• [PAGE]:
* * *
Could try pendlay rows: row the bar off the floor from a dead stop, then on the way down extend your arms fully so that the bar finishes on the floor each rep. Another option is to do these in a rack or cage with the pins at the lowest possible setting.

I like these because you can row really heavy weights but the stress isn't constantly on the lower back throughout the sets. If anything, this improves my rowing form because i'm not trying to "race" my lower back to finish the set before it fatigues.

If you switch to this exercise you can also add an extra lower back exercise in like high rep hyperextensions.


----------



## Cork (Jan 8, 2012)

There is no such thing as bending over too far.

I don't see how the smith machine will fix anything.


----------



## Usealittle (Jan 9, 2012)

Do them on a incline bench with DBs... I do then as a change to my normal bent row.


----------



## ALBOB (Jan 10, 2012)

cappo5150 said:


> Thanks for the suggestions guys. *I do incorporate deadlifts already and have no problems with it*. I'll keep it up and just drop the weight down and get better form.
* * *
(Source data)
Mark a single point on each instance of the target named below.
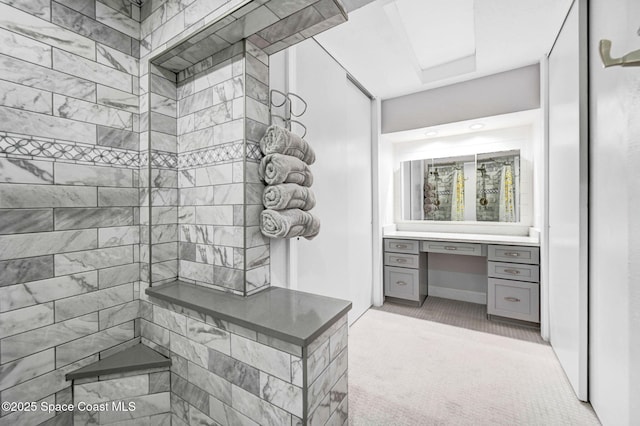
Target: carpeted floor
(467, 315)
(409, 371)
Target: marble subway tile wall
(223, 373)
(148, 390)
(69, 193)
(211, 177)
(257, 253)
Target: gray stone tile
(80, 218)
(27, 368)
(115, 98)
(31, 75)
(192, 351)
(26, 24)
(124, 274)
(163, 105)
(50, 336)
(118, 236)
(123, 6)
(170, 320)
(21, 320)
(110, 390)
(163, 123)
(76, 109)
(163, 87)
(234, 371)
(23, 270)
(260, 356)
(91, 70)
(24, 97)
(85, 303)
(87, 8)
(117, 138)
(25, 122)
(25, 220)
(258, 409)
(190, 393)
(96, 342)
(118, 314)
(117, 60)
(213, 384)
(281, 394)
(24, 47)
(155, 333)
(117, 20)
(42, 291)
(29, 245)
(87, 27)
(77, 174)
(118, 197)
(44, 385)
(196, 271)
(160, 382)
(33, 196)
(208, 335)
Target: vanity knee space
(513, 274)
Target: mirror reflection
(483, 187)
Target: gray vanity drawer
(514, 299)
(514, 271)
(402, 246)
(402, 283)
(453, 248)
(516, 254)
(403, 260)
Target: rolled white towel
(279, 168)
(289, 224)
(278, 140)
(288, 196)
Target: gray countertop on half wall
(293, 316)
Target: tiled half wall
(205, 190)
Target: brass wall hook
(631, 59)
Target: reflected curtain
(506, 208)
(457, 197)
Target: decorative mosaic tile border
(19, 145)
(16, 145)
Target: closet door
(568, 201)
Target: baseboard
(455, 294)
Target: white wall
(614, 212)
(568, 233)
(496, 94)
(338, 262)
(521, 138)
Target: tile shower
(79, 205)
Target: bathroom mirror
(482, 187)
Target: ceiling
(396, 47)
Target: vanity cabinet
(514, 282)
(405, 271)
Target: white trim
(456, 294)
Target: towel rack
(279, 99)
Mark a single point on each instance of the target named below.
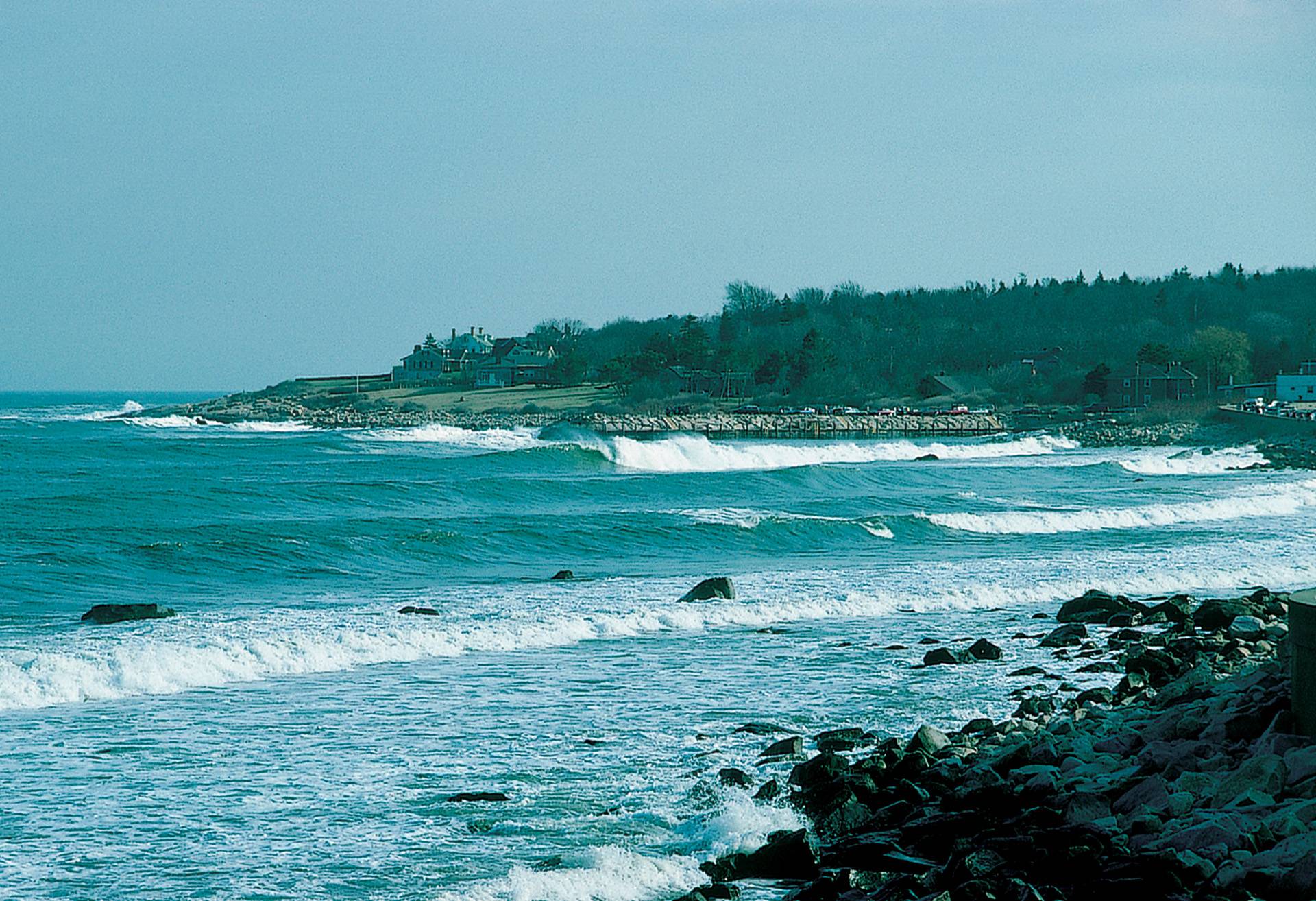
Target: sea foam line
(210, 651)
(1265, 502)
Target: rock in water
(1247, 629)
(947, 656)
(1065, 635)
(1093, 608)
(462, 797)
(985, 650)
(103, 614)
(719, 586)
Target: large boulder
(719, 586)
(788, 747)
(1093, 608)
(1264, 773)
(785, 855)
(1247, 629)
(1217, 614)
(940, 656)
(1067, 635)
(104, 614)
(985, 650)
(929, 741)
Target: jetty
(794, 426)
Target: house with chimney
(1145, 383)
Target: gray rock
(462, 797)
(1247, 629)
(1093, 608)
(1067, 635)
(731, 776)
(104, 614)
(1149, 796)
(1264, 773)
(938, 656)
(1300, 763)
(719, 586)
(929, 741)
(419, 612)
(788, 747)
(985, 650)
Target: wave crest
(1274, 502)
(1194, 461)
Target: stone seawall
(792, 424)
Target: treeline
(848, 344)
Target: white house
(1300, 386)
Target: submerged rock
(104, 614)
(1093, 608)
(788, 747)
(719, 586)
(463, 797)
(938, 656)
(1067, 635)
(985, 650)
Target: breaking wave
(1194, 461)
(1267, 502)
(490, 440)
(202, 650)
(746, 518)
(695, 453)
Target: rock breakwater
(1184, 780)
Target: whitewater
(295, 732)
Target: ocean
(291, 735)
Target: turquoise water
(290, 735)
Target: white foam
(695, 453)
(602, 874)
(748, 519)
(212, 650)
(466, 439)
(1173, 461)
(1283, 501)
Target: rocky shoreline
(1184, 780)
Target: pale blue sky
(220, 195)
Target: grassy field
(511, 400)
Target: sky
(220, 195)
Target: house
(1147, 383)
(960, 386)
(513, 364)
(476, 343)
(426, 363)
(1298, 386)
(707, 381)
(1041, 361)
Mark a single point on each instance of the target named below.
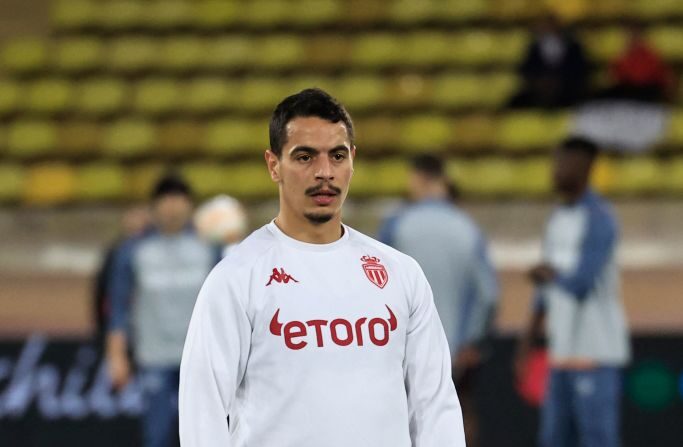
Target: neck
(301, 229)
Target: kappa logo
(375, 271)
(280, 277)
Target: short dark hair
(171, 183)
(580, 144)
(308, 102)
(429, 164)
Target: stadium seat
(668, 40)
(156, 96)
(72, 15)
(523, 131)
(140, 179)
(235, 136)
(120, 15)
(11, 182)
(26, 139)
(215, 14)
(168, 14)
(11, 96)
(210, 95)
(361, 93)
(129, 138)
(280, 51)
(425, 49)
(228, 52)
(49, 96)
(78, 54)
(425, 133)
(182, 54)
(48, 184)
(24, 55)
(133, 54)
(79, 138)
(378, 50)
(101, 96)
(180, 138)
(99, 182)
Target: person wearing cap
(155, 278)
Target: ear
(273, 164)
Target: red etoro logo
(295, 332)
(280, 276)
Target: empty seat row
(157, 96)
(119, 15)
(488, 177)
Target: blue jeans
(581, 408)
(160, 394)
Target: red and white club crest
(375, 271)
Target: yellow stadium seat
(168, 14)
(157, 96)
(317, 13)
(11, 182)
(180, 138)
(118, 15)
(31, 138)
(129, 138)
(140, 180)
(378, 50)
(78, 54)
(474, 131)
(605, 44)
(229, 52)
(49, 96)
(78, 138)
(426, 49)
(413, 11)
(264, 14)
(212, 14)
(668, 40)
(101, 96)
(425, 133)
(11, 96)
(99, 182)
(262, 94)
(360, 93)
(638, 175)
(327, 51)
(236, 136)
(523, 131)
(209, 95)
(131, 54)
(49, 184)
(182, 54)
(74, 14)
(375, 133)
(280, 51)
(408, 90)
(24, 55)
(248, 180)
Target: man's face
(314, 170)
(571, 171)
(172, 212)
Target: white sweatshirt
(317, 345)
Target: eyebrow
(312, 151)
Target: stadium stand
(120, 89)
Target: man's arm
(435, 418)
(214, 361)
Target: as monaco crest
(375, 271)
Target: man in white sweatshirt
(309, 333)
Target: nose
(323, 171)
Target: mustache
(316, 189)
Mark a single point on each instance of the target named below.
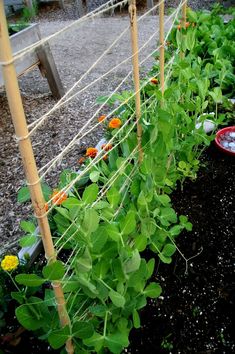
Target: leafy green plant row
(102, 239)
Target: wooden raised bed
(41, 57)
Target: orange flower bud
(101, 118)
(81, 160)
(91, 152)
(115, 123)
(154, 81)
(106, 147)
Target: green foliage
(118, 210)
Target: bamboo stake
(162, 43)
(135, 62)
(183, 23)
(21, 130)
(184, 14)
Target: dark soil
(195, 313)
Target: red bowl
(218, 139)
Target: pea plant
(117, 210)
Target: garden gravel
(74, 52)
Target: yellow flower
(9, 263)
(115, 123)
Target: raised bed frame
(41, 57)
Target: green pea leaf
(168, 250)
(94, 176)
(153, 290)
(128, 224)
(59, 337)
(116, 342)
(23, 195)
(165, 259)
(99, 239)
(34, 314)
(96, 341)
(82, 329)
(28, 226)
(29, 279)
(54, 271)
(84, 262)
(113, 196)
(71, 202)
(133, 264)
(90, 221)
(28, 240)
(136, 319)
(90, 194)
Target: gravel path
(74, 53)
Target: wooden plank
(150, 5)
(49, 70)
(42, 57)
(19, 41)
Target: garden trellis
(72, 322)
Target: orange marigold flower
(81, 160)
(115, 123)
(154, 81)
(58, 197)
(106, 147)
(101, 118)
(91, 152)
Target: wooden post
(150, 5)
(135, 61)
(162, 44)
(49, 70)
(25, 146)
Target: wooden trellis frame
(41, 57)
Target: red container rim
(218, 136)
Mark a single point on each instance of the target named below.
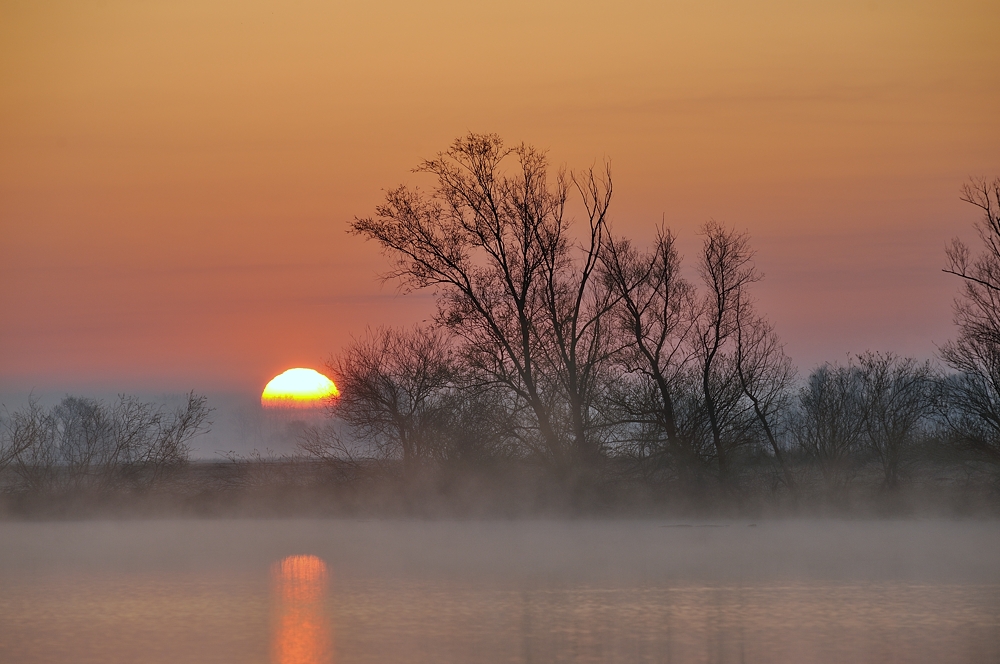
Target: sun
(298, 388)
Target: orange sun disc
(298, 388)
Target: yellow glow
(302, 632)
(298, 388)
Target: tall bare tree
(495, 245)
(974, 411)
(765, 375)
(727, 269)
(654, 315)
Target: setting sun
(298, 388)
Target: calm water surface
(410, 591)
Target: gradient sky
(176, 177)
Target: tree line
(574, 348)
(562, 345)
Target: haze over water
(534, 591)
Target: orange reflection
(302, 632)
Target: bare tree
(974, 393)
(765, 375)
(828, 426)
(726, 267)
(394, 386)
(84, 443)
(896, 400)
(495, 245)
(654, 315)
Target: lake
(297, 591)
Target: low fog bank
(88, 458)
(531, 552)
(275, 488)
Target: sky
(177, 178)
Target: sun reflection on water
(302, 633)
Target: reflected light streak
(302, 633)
* * *
• [CHALLENGE]:
Summarize the forum thread in three sentences. The records were drawn from a separate source.

• [ANSWER BELOW]:
One post recommends pendlay rows, where the bar is rowed from a dead stop on the floor and finishes on the floor each rep, or a version done in a rack with the pins at the lowest setting. These allow heavy rowing without constant stress on the lower back, and the post suggests adding a lower back exercise such as high-rep hyperextensions. Cork says there is no such thing as bending over too far and doubts the smith machine will fix anything, Usealittle suggests doing the rows on an incline bench with dumbbells, and a quoted reply from cappo5150 says deadlifts are already part of the routine and the plan is to drop the weight and get better form.